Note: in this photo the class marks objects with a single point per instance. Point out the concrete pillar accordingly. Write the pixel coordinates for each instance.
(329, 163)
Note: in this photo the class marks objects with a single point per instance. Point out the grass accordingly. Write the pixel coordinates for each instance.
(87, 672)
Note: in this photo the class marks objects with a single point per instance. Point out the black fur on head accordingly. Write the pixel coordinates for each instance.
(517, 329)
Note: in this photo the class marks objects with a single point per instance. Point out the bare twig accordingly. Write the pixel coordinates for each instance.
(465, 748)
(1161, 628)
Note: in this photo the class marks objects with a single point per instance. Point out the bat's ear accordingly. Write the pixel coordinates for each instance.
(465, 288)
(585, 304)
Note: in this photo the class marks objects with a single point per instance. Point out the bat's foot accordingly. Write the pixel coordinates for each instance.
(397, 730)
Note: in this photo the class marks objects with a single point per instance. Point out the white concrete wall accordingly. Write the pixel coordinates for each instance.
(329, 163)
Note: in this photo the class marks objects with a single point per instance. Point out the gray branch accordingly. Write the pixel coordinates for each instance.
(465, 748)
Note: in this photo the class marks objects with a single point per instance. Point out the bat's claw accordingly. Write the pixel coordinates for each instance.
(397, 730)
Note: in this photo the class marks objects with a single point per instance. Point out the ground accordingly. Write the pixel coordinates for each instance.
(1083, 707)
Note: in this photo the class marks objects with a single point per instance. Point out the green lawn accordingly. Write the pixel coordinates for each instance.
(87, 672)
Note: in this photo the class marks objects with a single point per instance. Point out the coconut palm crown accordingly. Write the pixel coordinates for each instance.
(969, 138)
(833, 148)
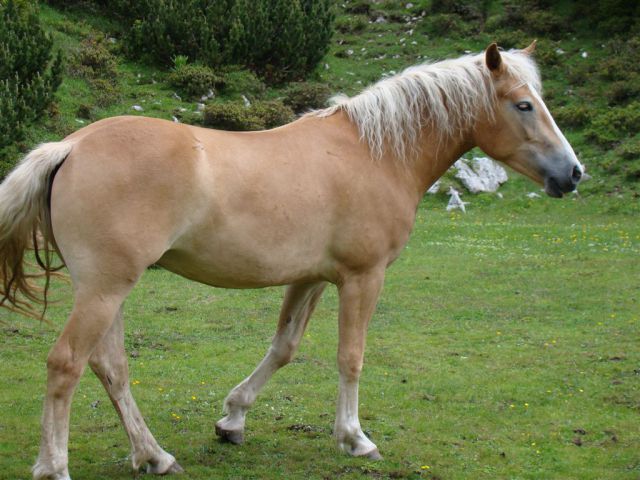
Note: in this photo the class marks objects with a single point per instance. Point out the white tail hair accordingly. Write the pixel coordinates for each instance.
(24, 214)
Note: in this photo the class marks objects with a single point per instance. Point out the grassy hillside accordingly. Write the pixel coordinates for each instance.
(505, 344)
(590, 77)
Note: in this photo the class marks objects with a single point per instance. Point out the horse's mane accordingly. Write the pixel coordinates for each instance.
(449, 95)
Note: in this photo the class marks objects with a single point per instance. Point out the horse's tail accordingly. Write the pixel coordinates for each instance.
(24, 224)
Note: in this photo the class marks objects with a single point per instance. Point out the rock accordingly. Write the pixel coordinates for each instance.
(435, 188)
(455, 202)
(480, 174)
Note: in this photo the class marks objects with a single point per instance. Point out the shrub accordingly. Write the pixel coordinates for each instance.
(467, 10)
(447, 25)
(358, 7)
(614, 125)
(193, 79)
(351, 24)
(237, 117)
(302, 97)
(236, 83)
(624, 91)
(279, 39)
(29, 76)
(94, 60)
(572, 116)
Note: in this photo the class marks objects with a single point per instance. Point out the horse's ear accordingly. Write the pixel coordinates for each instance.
(531, 48)
(493, 58)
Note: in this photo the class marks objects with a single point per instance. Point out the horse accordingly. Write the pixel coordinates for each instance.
(328, 198)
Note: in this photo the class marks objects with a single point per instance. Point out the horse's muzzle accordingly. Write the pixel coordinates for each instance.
(557, 185)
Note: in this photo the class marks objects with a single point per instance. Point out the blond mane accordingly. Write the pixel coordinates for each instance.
(447, 96)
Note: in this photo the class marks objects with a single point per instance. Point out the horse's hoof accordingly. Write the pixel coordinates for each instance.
(233, 436)
(171, 469)
(373, 455)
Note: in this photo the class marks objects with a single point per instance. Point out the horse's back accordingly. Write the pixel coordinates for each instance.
(123, 190)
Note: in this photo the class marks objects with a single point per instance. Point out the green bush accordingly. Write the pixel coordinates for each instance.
(193, 80)
(572, 116)
(237, 117)
(447, 25)
(609, 17)
(624, 91)
(612, 126)
(467, 10)
(29, 75)
(93, 60)
(351, 24)
(235, 83)
(302, 97)
(279, 39)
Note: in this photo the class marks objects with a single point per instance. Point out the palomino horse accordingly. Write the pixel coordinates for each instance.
(329, 198)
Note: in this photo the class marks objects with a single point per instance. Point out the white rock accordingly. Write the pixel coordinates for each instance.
(480, 174)
(455, 202)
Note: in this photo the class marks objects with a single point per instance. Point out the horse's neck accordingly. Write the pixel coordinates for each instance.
(435, 158)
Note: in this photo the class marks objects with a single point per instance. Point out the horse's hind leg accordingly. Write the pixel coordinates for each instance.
(298, 305)
(93, 313)
(109, 363)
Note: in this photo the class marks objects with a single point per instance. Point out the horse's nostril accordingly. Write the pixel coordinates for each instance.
(576, 174)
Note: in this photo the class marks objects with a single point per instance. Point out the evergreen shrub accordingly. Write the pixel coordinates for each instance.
(258, 116)
(29, 74)
(279, 39)
(302, 97)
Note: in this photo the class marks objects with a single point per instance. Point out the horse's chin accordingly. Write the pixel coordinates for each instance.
(552, 188)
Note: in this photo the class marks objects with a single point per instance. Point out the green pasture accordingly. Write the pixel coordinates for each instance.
(505, 346)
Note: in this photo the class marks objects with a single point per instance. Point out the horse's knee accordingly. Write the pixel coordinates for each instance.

Work required
Format all of the entries above as a numbered list, leaving out blank lines and the pictures.

Final answer
1. Note: in this photo the class marks objects with a single point per instance. Point out the concrete pillar accordingly. Write the pixel coordinates for each instance.
2. (329, 163)
3. Note: in this photo the class marks objects with a single point per instance. Point out the grass accordingly. Write the pixel coordinates for each instance.
4. (87, 672)
5. Note: in this photo the class marks objects with a single point per instance. Point out the black fur on head accordingly. Write the pixel coordinates for each instance.
6. (517, 329)
7. Note: in this photo the class marks objects with a single point per instance. Point out the bare twig accordingly. Write the pixel coordinates for each instance.
8. (465, 748)
9. (1161, 628)
10. Note: in this photo the class marks objects with a single point per instance. Point out the bat's ear accordingly. Write the pixel coordinates for each instance.
11. (465, 288)
12. (585, 304)
13. Note: in this photo the class marks objects with a single point per instance. Point out the bat's foot accordingly. Write the pixel coordinates for each instance.
14. (397, 730)
15. Note: in this photo the class marks objects with a single point per instance. Point out the white concrete wall accordingly. Write the pixel coordinates for each instance.
16. (329, 163)
17. Note: in this photo the class marks objects with a single point per instance. Point out the gray branch accordingly. Write the pixel coordinates for each instance.
18. (465, 748)
19. Note: in this photo the class marks objects with a single point per instance. Point out the bat's claw accordingly. Write the pixel coordinates for each instance.
20. (397, 730)
21. Note: in this photo the class marks objects with a single point per instance. Point out the ground accordingly. Write the pixel coordinates for each instance.
22. (1083, 707)
23. Note: in this photo the class marks objects with a single point per instance. Point out the green lawn accordingly. Write the pixel coordinates for each instance.
24. (87, 672)
25. Note: in this photo the class marks objects with a single point per instance. Point out the coconut palm crown accordingly. Write the pixel coordinates for each instance.
26. (969, 138)
27. (833, 148)
28. Note: in this photo the class marks objects with a single point per instance. Point out the white tail hair accordingly. Write the pixel coordinates for each instance.
29. (24, 214)
30. Note: in this photo the class marks objects with a single point per instance. Point out the grassy hillside accordingly. Write the pixel coordinates for each instance.
31. (505, 344)
32. (590, 77)
33. Note: in this photo the class marks objects with a single point per instance. Point out the horse's mane accordingly. Write the pixel coordinates for each instance.
34. (449, 95)
35. Note: in this photo the class marks objects with a single point per instance. Point out the horse's tail accordingly. Write the pixel coordinates for each instance.
36. (24, 224)
37. Note: in this photo the class marks objects with a single point per instance. Point out the rock accordingly. Write the pixel coordinates for each instance.
38. (435, 188)
39. (455, 202)
40. (480, 174)
41. Note: in this photo the class marks objects with a single point per instance. Point out the shrub accordingly. Write the pixel coordinates for each instance.
42. (467, 10)
43. (447, 25)
44. (358, 7)
45. (614, 125)
46. (193, 79)
47. (351, 24)
48. (237, 117)
49. (302, 97)
50. (236, 83)
51. (624, 91)
52. (279, 39)
53. (29, 76)
54. (94, 60)
55. (572, 116)
56. Note: in this photo the class marks objects with a single point per instance. Point out the horse's ear accordingly. Write the pixel coordinates for each instance.
57. (531, 48)
58. (493, 58)
59. Note: in this photo the class marks objects with a single point per instance. Point out the horse accordingly. Write the pixel coordinates for each instance.
60. (328, 198)
61. Note: in this photo the class marks objects with a single point per instance. Point out the horse's muzzle accordingly. Write the pixel coordinates for each instance.
62. (557, 185)
63. Note: in this photo the class marks objects with a single point per instance. Point out the blond mane accordingly. Write the pixel coordinates for each instance.
64. (447, 96)
65. Note: in this photo the class marks objects with a single point per instance. Point out the horse's hoof accordingly. Write the pixel coordinates for each instance.
66. (233, 436)
67. (171, 469)
68. (373, 455)
69. Note: in this photo the class marks objects with a single point per instance. Point out the horse's back accordingly. Write the pixel coordinates for each instance.
70. (123, 190)
71. Note: in this photo the class marks objects with a single point per instance. Point out the green bush accordingly. Write the pixel coordinates for each instance.
72. (193, 80)
73. (572, 116)
74. (237, 117)
75. (447, 25)
76. (609, 17)
77. (624, 91)
78. (612, 126)
79. (467, 10)
80. (29, 75)
81. (93, 60)
82. (351, 24)
83. (235, 83)
84. (302, 97)
85. (279, 39)
86. Note: in this photo the class marks objects with a single point per instance. Point out the palomino horse accordingly. Write the pixel coordinates for each instance.
87. (329, 198)
88. Note: in this photo the class marks objects with a single point per instance. Point out the white rock accordingly. Write the pixel coordinates for each instance.
89. (480, 174)
90. (455, 202)
91. Note: in this photo the class marks objects with a single point per instance. Point out the horse's neck accordingly. Write the pixel coordinates for each instance.
92. (435, 158)
93. Note: in this photo the class marks objects with a single point per instance. Point out the horse's hind leg accordingly. Write the pixel coordinates for each instance.
94. (298, 305)
95. (93, 313)
96. (109, 363)
97. Note: in this photo the class marks objects with a single point per instance. Point out the horse's nostril accordingly. Write the pixel coordinates for each instance.
98. (576, 174)
99. Note: in this photo the class marks objects with a single point per instance. Point out the evergreen shrub accordingly. Write the pixel coordinates for each instance.
100. (258, 116)
101. (29, 74)
102. (279, 39)
103. (302, 97)
104. Note: in this photo the class marks objects with a single point per instance. Point out the horse's chin accordingly. Write the pixel coordinates for each instance.
105. (552, 188)
106. Note: in this photo the class marks objects with a single point per instance. Point out the green pasture accordingly. Write the pixel coordinates for each instance.
107. (505, 346)
108. Note: in this photo the class marks objects with a single point per instance. Point out the horse's knee accordingly. Write the pixel coordinates for each instance.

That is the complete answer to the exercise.